Collection entries:
========================

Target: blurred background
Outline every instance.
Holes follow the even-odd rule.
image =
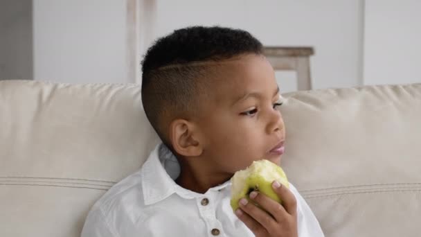
[[[420,12],[419,0],[0,0],[0,80],[140,83],[157,37],[219,25],[311,49],[293,53],[310,62],[310,89],[421,82]],[[298,89],[283,69],[281,90]]]

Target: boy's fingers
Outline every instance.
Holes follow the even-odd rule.
[[[272,188],[282,200],[282,205],[290,215],[296,216],[297,212],[297,200],[292,192],[277,181],[272,183]]]
[[[273,229],[276,221],[269,213],[256,207],[252,202],[242,198],[240,201],[240,207],[243,212],[249,214],[251,218],[259,222],[265,229]]]
[[[263,209],[271,213],[278,222],[281,222],[286,216],[289,215],[284,207],[262,193],[253,191],[250,193],[250,198]]]
[[[249,214],[242,211],[241,209],[239,208],[235,211],[235,215],[255,235],[265,231],[262,225],[253,219]]]

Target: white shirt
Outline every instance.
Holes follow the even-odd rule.
[[[138,171],[93,205],[82,237],[254,236],[231,209],[231,182],[197,193],[175,183],[179,172],[172,153],[156,146]],[[290,189],[297,200],[298,236],[323,236],[305,201]]]

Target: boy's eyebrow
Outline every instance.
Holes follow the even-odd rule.
[[[276,90],[275,91],[275,93],[274,93],[274,96],[272,97],[274,97],[275,96],[276,96],[278,94],[278,93],[279,93],[279,86],[276,87]],[[250,98],[250,97],[255,97],[255,98],[260,98],[262,97],[262,94],[258,92],[251,92],[251,93],[247,93],[244,94],[244,95],[242,95],[241,96],[238,96],[235,100],[234,103],[233,103],[233,105],[235,105],[236,103],[240,102],[240,101],[243,101],[245,100],[246,99]]]

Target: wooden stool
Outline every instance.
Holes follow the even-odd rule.
[[[298,91],[312,89],[310,56],[314,54],[312,47],[264,47],[263,53],[275,71],[296,71]]]

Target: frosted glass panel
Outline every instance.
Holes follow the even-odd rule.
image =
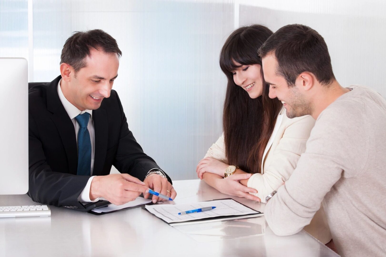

========================

Aim:
Copy everything from the line containing "Target: wooden stool" down to the end of the entries, word for word. Leave the pictures out.

Solution to this task:
Target: wooden stool
Outline every instance.
Holes follow the even-odd rule.
[[[298,91],[312,89],[310,56],[314,54],[312,47],[264,47],[263,53],[275,71],[296,71]]]

Target: frosted glass panel
Outline every instance.
Holes follow the even-odd rule.
image =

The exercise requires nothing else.